Crackbook Pro
November 6, 2006
Even though it took a while, I have finally given in and replaced my old laptop. It was getting on a bit, and I had set my eyes on something new: the Macbook Pro. Yeah, I’ve given in and joined the cult. And it feels good.
So, why a macbook? I mean, the macs have often been pictured as toy computers (remember Control-Alt-Delete, who pictured them as “a Fisher Price My-First-Computer”), and I’ve never been really fond of them from afar. They just seemed not unixey enough, and that turns me off as a diehard linux user.
However, for the past two months or so, I’ve been working right next to Saul, who has a Macbook Pro. And I saw him use it, and gradually my prejudices about Apple began to fade.
And now I’m part of the Cult. An Apple computer owner.

[Collected data entries]
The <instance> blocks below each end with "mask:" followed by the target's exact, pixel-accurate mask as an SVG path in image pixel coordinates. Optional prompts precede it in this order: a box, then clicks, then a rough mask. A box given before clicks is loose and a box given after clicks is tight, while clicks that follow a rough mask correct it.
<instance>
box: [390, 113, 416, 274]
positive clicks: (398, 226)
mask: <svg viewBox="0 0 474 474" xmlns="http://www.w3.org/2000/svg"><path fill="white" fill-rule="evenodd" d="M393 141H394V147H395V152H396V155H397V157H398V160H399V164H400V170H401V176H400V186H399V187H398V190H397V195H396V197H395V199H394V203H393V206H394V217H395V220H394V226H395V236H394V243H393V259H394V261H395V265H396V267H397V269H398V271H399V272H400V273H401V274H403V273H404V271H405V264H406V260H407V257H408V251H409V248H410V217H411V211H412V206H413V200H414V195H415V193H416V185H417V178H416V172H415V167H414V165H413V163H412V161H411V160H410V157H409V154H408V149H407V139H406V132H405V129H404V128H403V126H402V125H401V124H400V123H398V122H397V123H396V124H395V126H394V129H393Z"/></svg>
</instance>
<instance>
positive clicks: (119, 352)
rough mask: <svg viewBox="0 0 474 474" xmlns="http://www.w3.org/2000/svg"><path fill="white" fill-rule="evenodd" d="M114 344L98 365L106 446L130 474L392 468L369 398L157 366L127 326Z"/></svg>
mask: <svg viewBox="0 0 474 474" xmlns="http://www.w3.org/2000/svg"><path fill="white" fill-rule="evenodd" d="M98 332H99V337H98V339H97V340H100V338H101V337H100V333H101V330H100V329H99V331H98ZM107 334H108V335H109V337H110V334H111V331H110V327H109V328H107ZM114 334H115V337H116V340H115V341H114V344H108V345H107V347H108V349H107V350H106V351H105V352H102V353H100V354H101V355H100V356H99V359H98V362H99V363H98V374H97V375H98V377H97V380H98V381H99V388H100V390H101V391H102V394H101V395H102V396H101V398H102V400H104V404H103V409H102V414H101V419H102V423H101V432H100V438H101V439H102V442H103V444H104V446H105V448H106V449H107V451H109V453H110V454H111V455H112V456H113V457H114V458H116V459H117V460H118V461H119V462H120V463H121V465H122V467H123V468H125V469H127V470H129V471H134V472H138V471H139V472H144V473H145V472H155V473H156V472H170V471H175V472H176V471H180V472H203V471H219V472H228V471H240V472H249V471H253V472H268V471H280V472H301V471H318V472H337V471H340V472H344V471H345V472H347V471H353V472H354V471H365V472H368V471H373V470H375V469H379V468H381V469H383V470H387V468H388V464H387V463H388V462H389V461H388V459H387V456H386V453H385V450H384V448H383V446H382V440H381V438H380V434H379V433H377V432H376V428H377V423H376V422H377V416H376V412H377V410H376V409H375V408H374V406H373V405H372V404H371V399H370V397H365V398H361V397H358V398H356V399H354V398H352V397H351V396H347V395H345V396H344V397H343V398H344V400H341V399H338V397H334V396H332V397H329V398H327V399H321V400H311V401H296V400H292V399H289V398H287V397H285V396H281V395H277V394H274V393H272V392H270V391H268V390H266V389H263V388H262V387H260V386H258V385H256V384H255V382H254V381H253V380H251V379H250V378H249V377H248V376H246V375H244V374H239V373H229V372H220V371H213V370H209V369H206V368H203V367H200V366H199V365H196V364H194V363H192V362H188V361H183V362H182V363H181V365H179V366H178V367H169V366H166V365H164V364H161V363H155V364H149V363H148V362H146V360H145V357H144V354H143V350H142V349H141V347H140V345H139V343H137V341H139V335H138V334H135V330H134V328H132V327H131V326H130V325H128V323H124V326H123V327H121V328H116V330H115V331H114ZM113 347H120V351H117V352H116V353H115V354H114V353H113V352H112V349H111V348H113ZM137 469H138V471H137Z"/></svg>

Work instruction A:
Rewrite the passage of the Macbook Pro post starting at "However, for the" and ending at "Apple computer owner.", swapping "two months" for "three months".
Work instruction B:
Answer these questions from the Macbook Pro post:
(i) What new computer did the writer buy to replace the old laptop?
(ii) How did Control-Alt-Delete picture Macs?
(iii) Who had the writer been working next to for the past two months or so?

Answer section A:
However, for the past three months or so, I’ve been working right next to Saul, who has a Macbook Pro. And I saw him use it, and gradually my prejudices about Apple began to fade.
And now I’m part of the Cult. An Apple computer owner.

Answer section B:
(i) A Macbook Pro.
(ii) As "a Fisher Price My-First-Computer."
(iii) Saul.